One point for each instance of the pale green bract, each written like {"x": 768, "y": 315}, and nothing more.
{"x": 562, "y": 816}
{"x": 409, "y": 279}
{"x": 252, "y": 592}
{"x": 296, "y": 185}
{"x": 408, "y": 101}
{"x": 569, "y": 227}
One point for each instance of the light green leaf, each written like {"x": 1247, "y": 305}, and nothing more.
...
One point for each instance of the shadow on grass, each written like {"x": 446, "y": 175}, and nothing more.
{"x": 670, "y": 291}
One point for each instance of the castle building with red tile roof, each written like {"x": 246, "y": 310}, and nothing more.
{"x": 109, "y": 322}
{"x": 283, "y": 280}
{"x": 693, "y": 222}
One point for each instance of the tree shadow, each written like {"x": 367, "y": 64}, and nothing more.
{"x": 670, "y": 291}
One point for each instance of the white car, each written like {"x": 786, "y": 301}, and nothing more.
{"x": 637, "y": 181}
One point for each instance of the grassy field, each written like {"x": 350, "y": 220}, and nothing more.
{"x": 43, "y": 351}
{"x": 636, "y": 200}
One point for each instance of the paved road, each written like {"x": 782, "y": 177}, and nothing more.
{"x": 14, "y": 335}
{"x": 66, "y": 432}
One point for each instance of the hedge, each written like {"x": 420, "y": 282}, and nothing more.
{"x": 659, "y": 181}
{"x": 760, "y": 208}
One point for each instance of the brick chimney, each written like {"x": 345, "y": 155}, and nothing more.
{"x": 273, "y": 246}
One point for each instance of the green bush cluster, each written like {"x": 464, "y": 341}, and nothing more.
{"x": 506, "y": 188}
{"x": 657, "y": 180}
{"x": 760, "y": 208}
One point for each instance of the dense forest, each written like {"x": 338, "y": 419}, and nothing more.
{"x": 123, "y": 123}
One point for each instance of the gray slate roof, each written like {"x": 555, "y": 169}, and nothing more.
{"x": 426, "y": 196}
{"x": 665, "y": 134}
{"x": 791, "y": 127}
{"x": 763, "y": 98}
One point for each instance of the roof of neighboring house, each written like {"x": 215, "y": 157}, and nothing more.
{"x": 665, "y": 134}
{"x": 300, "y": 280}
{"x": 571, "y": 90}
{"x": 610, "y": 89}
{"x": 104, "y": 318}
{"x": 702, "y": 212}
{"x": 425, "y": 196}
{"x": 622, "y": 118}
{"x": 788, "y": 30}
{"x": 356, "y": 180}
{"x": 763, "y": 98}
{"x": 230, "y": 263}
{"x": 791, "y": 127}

• **Your objective**
Copy out the records word for word, beginning at the line that contains "One point for each instance of the pale" and stopping after the line that contains "One point for each instance of the light".

• **Expected answer**
One point for each instance of the pale green bract, each written like {"x": 768, "y": 315}, and nothing more.
{"x": 562, "y": 816}
{"x": 409, "y": 279}
{"x": 252, "y": 592}
{"x": 296, "y": 185}
{"x": 408, "y": 101}
{"x": 569, "y": 227}
One point for each instance of the light green leaf, each written like {"x": 1247, "y": 305}, and nothing more.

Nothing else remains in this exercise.